(Point-per-instance localization data)
---+---
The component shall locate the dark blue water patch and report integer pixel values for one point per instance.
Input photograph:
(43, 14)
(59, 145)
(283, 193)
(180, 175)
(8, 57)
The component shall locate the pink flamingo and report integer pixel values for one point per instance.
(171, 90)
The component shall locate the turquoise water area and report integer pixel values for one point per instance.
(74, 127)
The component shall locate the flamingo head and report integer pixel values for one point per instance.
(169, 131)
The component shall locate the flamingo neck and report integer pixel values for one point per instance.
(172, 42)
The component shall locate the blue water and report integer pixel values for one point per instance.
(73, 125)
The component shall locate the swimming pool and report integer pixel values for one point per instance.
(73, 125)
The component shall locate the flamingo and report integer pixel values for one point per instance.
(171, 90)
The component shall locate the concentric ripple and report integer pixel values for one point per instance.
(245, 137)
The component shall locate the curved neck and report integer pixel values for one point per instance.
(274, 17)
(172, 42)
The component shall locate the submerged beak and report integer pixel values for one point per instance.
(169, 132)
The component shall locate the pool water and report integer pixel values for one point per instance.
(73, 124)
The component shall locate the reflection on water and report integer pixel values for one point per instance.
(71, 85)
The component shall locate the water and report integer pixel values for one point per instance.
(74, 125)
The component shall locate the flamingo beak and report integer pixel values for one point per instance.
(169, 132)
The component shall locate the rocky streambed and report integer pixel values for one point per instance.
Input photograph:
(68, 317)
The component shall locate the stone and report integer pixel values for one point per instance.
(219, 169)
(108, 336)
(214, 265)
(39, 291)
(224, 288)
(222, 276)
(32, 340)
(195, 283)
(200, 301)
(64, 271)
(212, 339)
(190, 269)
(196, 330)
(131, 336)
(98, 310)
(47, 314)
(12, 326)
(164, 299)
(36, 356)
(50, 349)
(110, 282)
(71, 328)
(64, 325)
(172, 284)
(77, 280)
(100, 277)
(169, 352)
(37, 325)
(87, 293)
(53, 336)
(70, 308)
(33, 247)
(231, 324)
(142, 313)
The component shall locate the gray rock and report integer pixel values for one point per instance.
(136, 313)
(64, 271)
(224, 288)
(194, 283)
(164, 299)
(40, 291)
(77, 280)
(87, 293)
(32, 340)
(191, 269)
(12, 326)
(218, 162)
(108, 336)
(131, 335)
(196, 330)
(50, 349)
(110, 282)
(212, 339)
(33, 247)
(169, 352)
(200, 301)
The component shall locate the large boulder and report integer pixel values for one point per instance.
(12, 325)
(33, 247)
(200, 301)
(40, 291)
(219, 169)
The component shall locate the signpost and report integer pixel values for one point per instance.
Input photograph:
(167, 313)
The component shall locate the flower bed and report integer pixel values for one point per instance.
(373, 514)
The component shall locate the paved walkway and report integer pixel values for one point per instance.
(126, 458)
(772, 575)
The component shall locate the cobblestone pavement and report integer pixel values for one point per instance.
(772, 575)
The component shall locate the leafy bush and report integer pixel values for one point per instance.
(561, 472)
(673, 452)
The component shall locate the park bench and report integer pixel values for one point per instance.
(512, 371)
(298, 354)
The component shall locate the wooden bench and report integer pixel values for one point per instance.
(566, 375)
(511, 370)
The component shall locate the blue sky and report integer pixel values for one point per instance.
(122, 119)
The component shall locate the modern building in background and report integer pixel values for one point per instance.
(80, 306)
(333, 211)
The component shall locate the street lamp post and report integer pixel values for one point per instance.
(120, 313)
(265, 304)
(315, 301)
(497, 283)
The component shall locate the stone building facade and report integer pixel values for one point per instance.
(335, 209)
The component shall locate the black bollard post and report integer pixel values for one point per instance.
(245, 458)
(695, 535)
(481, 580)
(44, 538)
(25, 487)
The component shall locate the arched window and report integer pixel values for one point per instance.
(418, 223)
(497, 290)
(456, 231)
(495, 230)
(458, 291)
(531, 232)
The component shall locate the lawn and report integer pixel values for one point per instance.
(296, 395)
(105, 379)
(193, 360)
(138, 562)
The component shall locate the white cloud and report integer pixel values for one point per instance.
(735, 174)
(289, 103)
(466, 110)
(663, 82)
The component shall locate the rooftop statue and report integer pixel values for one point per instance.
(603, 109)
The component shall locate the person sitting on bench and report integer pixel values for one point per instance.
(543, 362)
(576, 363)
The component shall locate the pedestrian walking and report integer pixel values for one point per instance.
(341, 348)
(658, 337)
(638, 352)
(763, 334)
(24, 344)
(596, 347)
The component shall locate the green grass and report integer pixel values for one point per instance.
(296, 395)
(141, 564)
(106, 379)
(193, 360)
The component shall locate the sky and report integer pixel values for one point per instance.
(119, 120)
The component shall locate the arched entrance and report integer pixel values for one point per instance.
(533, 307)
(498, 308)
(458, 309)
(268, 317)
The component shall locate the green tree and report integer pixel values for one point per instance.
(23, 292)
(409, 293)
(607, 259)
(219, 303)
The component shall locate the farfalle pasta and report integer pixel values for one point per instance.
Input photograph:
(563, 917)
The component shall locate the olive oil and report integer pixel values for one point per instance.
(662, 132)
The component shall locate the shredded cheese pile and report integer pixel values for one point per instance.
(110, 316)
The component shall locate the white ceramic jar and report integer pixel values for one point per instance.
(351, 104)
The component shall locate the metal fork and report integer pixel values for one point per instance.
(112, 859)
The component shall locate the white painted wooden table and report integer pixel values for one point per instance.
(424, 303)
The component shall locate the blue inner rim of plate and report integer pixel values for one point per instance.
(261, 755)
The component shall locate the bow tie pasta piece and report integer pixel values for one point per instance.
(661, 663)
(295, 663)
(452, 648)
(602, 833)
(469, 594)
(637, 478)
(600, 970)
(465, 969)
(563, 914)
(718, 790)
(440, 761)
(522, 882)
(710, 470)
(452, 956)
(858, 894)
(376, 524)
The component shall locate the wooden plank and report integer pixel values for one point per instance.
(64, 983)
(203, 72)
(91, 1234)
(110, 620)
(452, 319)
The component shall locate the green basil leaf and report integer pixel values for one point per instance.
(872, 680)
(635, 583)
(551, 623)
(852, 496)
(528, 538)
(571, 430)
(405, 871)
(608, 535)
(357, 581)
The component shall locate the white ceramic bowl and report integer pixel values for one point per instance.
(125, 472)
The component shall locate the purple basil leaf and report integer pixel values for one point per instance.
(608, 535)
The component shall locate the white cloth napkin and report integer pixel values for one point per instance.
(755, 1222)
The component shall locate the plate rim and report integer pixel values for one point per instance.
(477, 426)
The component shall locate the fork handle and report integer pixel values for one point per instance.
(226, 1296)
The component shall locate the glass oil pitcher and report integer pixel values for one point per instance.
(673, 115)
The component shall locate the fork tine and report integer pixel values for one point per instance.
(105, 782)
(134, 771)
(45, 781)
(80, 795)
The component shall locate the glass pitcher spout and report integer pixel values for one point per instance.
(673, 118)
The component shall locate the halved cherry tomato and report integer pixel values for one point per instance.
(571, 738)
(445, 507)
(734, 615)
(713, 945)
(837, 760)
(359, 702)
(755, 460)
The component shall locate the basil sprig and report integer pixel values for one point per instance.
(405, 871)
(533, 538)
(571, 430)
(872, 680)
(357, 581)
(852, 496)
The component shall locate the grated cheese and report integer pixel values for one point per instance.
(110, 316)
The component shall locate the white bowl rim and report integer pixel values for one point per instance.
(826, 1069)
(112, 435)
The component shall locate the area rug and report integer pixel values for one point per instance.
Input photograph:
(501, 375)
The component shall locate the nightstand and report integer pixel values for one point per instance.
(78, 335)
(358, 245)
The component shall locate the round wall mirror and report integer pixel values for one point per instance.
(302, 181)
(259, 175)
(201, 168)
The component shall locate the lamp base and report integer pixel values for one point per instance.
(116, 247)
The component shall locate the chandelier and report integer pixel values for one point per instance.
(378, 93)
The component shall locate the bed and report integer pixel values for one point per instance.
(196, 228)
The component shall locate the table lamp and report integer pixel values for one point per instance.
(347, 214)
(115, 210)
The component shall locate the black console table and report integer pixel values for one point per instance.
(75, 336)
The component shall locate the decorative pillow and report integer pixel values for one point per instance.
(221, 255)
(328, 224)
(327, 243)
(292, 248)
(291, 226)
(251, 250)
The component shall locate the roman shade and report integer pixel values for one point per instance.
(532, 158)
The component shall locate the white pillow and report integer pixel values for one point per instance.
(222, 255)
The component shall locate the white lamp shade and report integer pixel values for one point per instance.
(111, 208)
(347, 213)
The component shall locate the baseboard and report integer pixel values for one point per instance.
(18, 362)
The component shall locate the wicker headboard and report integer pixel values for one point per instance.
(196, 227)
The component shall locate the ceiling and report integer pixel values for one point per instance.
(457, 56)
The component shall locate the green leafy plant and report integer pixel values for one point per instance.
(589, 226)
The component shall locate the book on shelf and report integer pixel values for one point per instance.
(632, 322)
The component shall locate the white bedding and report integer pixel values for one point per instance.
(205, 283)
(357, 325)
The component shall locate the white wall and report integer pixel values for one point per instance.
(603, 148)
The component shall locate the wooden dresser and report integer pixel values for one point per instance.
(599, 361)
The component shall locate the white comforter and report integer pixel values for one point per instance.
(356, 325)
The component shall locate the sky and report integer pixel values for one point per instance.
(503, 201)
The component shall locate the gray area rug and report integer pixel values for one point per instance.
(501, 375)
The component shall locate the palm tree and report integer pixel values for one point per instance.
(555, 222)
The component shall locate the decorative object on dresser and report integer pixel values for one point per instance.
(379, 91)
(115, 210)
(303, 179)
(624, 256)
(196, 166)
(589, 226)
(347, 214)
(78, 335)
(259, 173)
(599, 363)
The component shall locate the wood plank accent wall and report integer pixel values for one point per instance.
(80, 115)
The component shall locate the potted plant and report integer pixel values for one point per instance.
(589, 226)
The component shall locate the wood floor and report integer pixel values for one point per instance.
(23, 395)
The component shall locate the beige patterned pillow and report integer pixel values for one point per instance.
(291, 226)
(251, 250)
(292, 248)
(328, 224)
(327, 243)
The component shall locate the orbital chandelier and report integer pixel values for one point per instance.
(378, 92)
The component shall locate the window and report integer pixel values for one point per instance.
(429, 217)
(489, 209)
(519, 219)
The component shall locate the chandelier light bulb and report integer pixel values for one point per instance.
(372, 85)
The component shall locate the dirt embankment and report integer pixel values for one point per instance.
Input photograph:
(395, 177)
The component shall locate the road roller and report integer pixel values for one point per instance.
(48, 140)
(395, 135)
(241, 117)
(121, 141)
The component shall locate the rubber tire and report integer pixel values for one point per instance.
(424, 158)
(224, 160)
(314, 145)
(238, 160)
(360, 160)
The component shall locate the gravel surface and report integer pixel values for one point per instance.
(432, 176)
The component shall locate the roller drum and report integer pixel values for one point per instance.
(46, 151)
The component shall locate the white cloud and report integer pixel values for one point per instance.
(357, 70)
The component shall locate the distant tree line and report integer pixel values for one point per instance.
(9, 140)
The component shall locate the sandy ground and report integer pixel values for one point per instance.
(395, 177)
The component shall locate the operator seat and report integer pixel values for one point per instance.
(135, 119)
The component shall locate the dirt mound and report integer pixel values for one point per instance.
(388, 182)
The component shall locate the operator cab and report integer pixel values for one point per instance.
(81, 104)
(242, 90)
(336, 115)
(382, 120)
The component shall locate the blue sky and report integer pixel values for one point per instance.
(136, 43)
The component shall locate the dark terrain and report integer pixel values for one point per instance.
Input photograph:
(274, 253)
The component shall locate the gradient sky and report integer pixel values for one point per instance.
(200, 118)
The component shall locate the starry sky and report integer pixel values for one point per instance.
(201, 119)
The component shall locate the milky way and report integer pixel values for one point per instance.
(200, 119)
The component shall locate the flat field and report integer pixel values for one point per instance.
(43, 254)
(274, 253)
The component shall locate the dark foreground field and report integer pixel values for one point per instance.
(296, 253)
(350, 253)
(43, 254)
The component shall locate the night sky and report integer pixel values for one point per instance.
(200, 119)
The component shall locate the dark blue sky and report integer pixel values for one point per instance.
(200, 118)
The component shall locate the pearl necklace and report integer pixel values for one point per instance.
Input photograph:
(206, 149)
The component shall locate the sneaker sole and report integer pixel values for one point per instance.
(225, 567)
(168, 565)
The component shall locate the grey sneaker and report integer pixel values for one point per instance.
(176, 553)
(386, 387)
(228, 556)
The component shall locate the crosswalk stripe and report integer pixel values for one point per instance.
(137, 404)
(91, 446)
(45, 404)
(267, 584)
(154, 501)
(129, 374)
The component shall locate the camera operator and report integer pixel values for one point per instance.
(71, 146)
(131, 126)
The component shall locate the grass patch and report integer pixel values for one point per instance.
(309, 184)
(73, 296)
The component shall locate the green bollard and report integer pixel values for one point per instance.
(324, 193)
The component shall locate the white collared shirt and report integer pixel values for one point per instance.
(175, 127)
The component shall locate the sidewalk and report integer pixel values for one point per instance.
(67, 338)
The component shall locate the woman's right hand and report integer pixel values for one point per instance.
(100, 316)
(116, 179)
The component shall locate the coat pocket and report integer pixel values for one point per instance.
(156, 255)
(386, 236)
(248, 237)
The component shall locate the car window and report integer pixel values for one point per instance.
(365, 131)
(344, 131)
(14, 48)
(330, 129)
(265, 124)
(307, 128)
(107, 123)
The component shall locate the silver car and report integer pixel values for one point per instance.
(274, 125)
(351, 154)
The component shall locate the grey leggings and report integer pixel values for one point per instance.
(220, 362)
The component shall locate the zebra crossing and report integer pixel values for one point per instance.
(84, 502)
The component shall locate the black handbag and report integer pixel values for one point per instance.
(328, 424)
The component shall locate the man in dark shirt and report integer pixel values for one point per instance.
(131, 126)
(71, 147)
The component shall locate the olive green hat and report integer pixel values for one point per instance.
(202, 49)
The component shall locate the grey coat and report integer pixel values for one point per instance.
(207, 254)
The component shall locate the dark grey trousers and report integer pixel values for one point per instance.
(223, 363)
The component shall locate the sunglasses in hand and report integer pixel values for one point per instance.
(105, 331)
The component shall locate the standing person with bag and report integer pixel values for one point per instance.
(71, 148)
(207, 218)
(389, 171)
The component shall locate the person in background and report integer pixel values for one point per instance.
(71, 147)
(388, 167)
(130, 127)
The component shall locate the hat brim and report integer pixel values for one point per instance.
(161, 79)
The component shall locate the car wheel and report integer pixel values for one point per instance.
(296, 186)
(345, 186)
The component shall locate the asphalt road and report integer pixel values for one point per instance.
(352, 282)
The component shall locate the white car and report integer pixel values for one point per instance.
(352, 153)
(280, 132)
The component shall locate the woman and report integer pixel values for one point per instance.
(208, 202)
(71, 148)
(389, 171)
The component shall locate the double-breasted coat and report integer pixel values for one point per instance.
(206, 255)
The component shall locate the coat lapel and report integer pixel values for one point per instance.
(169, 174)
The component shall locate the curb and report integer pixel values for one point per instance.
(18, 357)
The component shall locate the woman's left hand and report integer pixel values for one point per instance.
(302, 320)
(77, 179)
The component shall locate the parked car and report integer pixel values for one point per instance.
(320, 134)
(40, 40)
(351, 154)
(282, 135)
---+---
§ DIRECTIONS FOR THIS TASK
Retype only the lines above between the line with "The component shall locate the basil" and the line with "The component shall locate the area", counting those two lines as well, and keep every character as it is.

§ TASK RESULT
The component shall locate the basil sprig and report integer pixel values for one point per instance.
(405, 871)
(533, 538)
(571, 430)
(872, 680)
(357, 581)
(852, 496)
The component shall locate the grated cheese and report integer pixel values for one point per instance.
(110, 316)
The component shall locate the white bowl rim and report integer pixel values for one point per instance.
(826, 1069)
(112, 435)
The component shall locate the area rug and report integer pixel values for one point per instance.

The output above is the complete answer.